### [Brief]
According to the film review below, how many shorts make up Fourplay, and what is its total running time?

### [Excerpt provided]
Before one can even lean over to their friend and inquire, “Uh … is this maybe possibly potentially a little too super Gay?” this segment giddily piles on its ridiculousness, becoming a cavalcade of stereotypical costumes and shameless full frontal nudity basking in its free reign and its ability to produce imagery that is one man’s fantasy and another’s nightmare.
With hardly any dialogue, the film gets its kicks from its many visuals, including the blatant full frontal nudity and also the presentation of various stereotypes associated with the Gay community. But, then the Marx Brothers show up and so does Jesus and a short that stands on its own from its foursome becomes even nuttier. Like any successful short film, this bizarre segment provides more heed to the understanding that it doesn’t matter about the length, only what you do with it.
After a previous film year that found a hot trend in stories of handicapped folk bonding with their caretakers (such as The Sessions or The Intouchables), this tale of a transvestite (Paul Soileau) being hired to tend to a paralyzed man (Gary Chason) is one that would be welcome amongst those two titles, while aiming for the same emotional strength in a shorter running time. For whatever it may be worth, one could argue that the finite nature of San Francisco (primarily taking place in a bedroom, with the man only able to wink as dialogue) is beneficial to preventing it from being overwrought from previous sex surrogate movie The Sessions. This is not a film that needs to explain itself, as The Sessions so poorly did with its religious subplot.
This segment of surprising power is led first and foremost by its Helen Hunt, Soileau, who has such a striking gentility in a part that reveals itself to have surprising emotional corners. As San Francisco builds itself to an emotional climax between the two characters, Soileau brings the audience into the moment with similar delicacy, providing an emotional payoff for two different characters that achieves an unexpected peace.
With three of its unique stories not soon to be forgotten (sorry, Austin), half of Fourplay (Tampa, San Francisco) takes strong advantage of the finiteness to be found in a short film’s arc. These are two films that could stand strong on their own, without being in a thematically bound anthology like Fourplay, while holding their ground against mainstream and certainly more heterosexual, contemporaries.
By using four shorts in one 80-minute film, director Kyle Henry finds a clever concept to express many different perspectives of one idea, while matching the openness he wants from his audience with his own images of unabashed sexuality. As a storyteller with something to say, and an ability to make such expressions accessible to a wider public audience, Henry shows to be a promising filmmaker (as long as he gets rid of those stupid slow fade transitions). His successful Fourplay is a film of larger ideas in the scope of repressed contemporary consciousness, ones that are in need of more discussion; with these resonating tales, Henry proves to be a worthy conversationalist.

### [Stored records]
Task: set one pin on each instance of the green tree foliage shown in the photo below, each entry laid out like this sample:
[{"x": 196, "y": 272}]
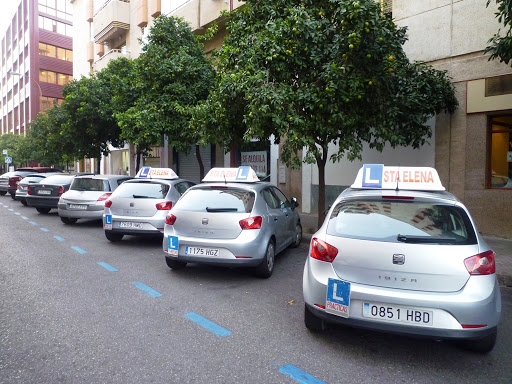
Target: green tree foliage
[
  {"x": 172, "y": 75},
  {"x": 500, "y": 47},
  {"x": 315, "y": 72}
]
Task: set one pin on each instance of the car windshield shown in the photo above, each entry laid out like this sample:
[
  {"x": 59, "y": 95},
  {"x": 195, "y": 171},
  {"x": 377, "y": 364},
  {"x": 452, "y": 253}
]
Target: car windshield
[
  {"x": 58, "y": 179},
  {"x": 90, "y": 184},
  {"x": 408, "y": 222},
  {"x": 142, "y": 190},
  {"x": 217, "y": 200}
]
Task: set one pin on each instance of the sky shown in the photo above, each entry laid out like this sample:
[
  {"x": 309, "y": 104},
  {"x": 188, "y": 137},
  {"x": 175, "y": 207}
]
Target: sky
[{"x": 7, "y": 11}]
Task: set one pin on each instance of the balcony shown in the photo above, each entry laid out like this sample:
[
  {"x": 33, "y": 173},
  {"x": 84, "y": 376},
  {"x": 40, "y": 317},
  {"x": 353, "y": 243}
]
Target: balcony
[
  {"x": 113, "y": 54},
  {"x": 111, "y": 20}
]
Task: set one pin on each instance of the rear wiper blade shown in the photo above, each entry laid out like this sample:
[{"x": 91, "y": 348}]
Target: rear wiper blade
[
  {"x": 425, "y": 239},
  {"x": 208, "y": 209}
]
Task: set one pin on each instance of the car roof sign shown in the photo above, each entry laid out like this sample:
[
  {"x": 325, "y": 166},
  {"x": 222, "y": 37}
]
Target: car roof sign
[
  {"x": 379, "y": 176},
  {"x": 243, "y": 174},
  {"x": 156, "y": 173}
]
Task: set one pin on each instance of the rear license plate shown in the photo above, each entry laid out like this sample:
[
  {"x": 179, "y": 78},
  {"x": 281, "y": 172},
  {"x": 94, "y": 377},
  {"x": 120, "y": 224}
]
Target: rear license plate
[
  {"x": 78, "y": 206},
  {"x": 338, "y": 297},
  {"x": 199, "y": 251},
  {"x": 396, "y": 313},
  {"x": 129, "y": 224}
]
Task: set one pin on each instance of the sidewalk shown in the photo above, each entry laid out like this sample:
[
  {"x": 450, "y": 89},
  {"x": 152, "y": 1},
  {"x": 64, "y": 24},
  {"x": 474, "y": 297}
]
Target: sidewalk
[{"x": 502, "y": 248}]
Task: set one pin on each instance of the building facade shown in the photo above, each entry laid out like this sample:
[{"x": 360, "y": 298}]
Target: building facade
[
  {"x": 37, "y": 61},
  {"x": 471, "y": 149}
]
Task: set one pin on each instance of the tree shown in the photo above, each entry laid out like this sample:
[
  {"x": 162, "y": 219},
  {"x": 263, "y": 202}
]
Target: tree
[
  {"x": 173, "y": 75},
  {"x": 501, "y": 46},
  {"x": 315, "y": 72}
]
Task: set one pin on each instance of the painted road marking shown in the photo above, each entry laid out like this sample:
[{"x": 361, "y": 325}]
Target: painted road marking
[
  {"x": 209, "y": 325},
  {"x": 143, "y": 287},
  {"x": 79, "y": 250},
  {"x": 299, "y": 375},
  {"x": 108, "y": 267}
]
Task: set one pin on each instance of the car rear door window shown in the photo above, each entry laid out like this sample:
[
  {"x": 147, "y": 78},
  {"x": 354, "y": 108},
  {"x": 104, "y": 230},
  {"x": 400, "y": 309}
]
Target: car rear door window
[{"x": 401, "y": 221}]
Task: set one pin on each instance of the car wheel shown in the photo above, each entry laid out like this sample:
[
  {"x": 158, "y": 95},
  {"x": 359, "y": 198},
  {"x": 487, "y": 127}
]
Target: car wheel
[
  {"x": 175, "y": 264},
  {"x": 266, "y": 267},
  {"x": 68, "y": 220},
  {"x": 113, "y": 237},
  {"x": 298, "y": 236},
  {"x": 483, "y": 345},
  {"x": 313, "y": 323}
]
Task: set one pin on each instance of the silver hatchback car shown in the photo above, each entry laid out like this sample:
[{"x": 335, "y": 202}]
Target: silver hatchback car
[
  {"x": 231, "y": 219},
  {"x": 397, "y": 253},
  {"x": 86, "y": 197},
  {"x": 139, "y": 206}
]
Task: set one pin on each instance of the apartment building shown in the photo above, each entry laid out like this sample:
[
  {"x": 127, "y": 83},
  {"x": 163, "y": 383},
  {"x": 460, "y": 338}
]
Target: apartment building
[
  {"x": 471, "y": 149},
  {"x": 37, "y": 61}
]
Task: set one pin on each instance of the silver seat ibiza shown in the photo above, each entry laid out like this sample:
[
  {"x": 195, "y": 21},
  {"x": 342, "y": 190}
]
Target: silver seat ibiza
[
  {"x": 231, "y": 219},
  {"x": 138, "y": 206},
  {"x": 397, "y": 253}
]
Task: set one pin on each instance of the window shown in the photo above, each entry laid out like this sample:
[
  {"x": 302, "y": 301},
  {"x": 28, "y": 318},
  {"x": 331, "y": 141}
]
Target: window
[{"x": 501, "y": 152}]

### [Solution for this exercise]
Four shorts in one 80-minute film.